PASSAGE FOR REVIEW:
══════════════════════════════

Health experts from around the globe are currently meeting at the World Health Organization to discuss new measures to tackle the Ebola outbreak.
The Ebola outbreak in West Africa is the world's deadliest to date.
The meeting is expected to last two days and the officials will decide whether to declare a global health emergency to counter the Ebola hemorrhagic fever which would mean travel restrictions on the affected global regions.
The first case of the outbreak this year was reported on March 23 in Guinea, when the WHO and Guinean health ministry acknowledged deaths caused by the illness in the south-eastern areas of the country. The Ebola virus since then has caused almost 900 lives.
Two US aid workers who contracted Ebola in Liberia are said to be improving after receiving an unapproved medicine, the ZMapp drug, before being evacuated back to the US. However it is unclear if their improvement was due to the ZMapp drug which had previously only been tested on monkeys.
The WHO has described Ebola virus disease (EVD) aka Ebola hemorrhagic fever (EHF) as “one of the most virulent viral diseases known to humankind.”
Here are some important facts about the deadly disease that you should know:
Any of the following viruses can cause EVD or EHF:
· Bundibugyo virus (BDBV),
· Ebola virus (EBOV),
· Sudan virus (SUDV), and
· Taï Forest virus (TAFV, formerly and more commonly Côte d'Ivoire Ebola virus (Ivory Coast Ebolavirus, CIEBOV))

══════════════════════════════

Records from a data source

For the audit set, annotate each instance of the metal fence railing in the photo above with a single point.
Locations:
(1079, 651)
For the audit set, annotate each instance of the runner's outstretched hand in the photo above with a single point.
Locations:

══════════════════════════════

Write the next part of the article on the Ebola outbreak, picking up after its last line, the list item on Taï Forest virus.

The common characteristics of the disease include the following:
· The sudden onset of fever with intense weakness and sore throat
· Muscle pain and headache followed by vomiting, diarrhea or rash
· Impaired kidney and liver function
· Internal and external bleeding in some cases
· Low white blood cell and platelet counts and elevated liver enzymes
WHO states the incubation period – the time interval from infection with the virus to onset of symptoms – is 2 to 21 days.
Humans can contract the virus through the blood, secretions or other bodily fluids of infected animals.
While the WHO establishes fruit bats as possible natural hosts for Ebola virus in Africa, pigs and other animals such as gorillas and dogs have also been considered as potential reservoirs.
Meat that comes from wild animals such as bats, antelopes, squirrels, porcupines and monkeys hunted down by people in Africa and Asia is known as bushmeat.
It’s one of the most traditional food items in West Africa.
Researchers have commonly linked the consumption of bushmeat to the transmission of various diseases including Ebola.
Unfortunately, this highly contagious disease can neither be cured nor vaccinated. Patients are mostly quarantined and their symptoms are controlled through oral or intravenous fluids that contain electrolytes.
Around 68 percent of all cases reported in the past have been fatal, killing more than 1,500 people since its first recorded transfer to humans in 1976.